WHAT THE TASK REQUIRES
Pick out every line of the material below that contains the string "positive", treating uppercase and lowercase as different.

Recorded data
········

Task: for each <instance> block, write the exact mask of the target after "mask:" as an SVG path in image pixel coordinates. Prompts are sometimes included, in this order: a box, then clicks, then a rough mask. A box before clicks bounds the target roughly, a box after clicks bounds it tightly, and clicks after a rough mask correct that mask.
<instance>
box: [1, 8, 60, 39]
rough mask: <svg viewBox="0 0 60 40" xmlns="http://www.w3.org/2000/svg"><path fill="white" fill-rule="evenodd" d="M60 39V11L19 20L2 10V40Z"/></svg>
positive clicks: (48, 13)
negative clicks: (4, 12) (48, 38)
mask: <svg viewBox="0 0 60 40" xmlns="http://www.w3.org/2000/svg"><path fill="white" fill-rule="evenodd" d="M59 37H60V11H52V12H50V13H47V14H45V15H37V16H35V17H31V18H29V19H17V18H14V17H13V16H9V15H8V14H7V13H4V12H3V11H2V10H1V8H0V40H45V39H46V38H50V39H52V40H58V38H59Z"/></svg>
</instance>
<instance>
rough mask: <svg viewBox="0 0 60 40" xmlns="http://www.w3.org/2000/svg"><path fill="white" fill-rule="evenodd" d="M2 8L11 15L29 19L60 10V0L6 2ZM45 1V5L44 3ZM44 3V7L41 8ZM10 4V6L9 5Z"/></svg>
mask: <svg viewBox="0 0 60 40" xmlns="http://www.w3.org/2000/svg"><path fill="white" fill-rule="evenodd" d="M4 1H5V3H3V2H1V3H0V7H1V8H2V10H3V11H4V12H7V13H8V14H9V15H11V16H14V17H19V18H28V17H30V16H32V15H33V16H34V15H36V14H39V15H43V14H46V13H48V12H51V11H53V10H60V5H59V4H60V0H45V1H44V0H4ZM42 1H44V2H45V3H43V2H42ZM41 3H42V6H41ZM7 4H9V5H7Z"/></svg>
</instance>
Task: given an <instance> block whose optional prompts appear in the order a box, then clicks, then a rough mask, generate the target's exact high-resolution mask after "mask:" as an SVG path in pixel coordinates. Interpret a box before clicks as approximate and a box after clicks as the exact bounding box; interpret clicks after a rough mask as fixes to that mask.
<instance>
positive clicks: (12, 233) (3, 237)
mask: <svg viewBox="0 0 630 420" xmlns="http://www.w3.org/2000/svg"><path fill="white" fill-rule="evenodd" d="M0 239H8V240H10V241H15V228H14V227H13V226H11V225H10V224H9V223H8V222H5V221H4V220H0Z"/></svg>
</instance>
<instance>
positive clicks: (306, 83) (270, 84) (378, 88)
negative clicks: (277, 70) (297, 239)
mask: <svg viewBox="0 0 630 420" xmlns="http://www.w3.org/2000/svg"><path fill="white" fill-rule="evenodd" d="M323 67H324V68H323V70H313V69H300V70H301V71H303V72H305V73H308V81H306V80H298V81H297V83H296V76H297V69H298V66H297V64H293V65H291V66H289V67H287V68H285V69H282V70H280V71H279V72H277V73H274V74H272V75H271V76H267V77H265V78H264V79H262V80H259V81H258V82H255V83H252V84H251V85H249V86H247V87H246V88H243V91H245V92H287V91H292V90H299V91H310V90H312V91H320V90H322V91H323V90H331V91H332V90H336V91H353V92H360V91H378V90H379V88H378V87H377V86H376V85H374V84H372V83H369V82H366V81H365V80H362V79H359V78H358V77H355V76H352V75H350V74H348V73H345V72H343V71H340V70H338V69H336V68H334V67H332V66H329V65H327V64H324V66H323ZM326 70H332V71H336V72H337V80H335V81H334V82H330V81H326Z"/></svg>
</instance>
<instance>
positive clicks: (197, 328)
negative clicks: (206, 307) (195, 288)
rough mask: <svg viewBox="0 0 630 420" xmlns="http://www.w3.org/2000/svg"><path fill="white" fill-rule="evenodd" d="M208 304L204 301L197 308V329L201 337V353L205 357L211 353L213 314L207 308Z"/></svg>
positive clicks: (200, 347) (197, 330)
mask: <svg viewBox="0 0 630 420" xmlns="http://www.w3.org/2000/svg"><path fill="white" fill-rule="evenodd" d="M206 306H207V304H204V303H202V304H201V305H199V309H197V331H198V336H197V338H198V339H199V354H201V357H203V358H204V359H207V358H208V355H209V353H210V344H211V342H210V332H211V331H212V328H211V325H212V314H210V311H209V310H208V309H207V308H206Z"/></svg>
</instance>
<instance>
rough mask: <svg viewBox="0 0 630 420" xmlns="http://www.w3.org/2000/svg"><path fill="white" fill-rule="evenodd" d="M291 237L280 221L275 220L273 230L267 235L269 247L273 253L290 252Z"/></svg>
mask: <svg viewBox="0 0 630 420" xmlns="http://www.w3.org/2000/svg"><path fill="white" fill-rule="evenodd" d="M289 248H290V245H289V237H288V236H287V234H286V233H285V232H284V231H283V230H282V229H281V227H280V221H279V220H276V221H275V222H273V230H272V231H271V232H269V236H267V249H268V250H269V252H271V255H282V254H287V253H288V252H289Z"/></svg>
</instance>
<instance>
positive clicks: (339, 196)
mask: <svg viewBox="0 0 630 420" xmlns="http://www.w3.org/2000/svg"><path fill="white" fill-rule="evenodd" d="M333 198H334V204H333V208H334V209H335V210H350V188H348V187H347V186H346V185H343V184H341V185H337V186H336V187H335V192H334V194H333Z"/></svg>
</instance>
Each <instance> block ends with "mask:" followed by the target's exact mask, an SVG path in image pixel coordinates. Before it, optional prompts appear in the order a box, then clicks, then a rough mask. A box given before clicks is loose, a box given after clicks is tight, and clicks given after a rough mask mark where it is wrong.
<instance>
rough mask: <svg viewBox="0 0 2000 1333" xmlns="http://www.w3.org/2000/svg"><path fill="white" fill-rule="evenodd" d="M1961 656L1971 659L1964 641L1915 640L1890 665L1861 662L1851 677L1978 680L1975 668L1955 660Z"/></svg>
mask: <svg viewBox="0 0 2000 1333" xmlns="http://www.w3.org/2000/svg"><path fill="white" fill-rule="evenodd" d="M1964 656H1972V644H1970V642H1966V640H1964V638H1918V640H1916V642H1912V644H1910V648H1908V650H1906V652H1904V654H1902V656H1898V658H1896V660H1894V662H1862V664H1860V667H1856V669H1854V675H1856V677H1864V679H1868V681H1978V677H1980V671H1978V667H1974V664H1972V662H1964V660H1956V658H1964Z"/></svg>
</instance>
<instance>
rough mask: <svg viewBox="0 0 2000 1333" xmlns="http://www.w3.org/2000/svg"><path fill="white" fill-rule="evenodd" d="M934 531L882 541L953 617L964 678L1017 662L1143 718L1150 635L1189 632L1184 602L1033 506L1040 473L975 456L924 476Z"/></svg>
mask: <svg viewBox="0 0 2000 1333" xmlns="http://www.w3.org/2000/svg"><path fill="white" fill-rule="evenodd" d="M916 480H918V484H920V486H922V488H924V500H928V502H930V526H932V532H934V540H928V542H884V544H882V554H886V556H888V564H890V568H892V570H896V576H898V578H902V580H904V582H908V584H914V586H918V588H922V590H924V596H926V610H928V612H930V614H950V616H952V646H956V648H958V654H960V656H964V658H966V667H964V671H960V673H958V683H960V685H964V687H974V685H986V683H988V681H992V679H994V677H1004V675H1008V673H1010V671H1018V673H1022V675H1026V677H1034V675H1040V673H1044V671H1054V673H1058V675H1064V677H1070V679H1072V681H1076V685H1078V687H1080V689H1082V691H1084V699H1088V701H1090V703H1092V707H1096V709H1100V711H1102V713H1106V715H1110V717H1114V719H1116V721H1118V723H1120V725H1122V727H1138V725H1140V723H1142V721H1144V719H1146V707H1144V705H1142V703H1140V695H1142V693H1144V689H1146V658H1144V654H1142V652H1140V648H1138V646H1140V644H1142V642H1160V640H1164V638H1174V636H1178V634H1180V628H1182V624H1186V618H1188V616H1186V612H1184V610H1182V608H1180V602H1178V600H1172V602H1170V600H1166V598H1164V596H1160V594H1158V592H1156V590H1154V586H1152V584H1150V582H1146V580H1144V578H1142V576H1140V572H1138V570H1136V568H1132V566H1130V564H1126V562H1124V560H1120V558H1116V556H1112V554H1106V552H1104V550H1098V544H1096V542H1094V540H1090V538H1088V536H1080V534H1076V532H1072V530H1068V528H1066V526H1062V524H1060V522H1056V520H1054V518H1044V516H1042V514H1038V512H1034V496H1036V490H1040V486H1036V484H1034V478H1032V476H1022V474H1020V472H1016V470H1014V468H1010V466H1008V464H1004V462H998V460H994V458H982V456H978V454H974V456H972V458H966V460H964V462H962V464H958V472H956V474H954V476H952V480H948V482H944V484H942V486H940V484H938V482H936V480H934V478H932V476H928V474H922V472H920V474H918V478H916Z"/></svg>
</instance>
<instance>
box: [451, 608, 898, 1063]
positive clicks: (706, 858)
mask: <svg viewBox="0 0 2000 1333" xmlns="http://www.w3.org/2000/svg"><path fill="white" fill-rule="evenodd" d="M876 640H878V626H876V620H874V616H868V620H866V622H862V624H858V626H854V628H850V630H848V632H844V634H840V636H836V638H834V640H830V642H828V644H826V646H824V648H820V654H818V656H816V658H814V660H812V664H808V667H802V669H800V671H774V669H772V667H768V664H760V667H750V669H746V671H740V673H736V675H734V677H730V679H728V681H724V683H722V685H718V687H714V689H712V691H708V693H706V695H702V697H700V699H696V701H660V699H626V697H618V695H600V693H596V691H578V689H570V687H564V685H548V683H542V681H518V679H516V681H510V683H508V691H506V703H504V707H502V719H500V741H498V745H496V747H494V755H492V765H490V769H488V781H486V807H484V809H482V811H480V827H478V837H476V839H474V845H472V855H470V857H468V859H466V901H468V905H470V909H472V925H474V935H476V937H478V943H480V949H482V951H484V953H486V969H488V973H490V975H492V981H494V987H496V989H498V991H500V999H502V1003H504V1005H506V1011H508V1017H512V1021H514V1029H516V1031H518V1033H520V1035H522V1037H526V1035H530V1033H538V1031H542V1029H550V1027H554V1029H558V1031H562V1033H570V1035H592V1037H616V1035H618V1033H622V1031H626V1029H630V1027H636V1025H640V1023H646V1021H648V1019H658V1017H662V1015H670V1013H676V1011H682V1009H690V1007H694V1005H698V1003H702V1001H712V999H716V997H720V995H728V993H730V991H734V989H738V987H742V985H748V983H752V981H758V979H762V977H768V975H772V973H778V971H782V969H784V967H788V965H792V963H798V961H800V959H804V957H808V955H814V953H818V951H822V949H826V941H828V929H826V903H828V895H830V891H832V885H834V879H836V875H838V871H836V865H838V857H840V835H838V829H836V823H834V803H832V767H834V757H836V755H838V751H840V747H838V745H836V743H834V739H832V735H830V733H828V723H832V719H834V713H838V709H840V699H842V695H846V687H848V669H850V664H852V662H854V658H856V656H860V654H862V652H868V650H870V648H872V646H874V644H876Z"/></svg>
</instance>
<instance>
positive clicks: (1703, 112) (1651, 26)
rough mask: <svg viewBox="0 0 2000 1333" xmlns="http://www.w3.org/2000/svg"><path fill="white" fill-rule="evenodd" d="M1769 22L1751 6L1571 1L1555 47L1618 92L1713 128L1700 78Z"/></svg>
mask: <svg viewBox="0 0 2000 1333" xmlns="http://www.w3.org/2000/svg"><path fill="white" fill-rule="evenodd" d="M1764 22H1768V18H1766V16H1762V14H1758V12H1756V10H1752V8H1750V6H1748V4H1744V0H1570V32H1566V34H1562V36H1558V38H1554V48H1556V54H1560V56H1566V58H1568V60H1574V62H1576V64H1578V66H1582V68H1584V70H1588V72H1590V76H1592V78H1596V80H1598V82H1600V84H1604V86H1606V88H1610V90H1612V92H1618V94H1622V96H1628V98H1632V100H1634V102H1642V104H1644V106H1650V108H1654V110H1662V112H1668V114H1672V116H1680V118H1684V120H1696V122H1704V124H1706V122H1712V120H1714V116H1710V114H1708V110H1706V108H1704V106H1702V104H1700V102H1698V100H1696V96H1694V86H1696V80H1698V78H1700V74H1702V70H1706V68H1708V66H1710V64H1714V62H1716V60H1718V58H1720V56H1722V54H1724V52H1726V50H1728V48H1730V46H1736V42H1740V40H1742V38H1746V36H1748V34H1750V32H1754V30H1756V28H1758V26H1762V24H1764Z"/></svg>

········

ANSWER AREA
positive clicks: (48, 13)
positive clicks: (12, 233) (3, 237)
positive clicks: (306, 83) (270, 84) (378, 88)
positive clicks: (197, 328)
positive clicks: (200, 347) (197, 330)
positive clicks: (339, 196)
positive clicks: (706, 858)
positive clicks: (1703, 112) (1651, 26)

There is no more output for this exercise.